Return everything from the line containing "query (the noun phrase to segment): baseball" down to the end of the data, copied verbatim with both ends included.

----- DATASET CONTENT -----

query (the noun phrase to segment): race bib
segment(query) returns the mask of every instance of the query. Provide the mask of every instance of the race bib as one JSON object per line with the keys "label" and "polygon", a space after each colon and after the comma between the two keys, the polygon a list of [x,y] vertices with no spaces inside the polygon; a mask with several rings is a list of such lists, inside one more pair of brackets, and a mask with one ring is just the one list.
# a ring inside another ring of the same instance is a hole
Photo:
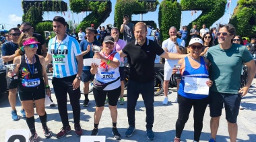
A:
{"label": "race bib", "polygon": [[114,74],[115,74],[115,72],[101,72],[101,76],[102,76],[101,78],[103,80],[114,78]]}
{"label": "race bib", "polygon": [[121,66],[121,67],[123,67],[125,66],[125,63],[124,63],[124,62],[120,62],[120,66]]}
{"label": "race bib", "polygon": [[65,55],[53,55],[53,63],[58,65],[65,65],[66,58]]}
{"label": "race bib", "polygon": [[23,79],[22,85],[24,87],[36,87],[40,84],[39,78],[35,79]]}

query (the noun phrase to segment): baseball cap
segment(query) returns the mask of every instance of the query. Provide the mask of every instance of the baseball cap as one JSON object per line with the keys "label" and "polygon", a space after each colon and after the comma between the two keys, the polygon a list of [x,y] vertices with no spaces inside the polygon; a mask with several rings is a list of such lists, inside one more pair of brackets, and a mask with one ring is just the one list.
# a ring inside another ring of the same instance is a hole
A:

-----

**SOLUTION TO THIS EXERCISE**:
query (the noun phrase to segment): baseball cap
segment(query) returns the mask of every instance of the query. Provide the mask of every instance of the baseball cap as one JSON object per line with the keys "label" and "polygon", a space after each colon and after the comma between the two keys, the polygon a list of [x,y] vertices with no spaces inside the polygon; a mask with several rings is a list of such lists, inside one more pair of brackets, and a mask with one ring is just the one list.
# a ring inside another ring of the same instance is a hole
A:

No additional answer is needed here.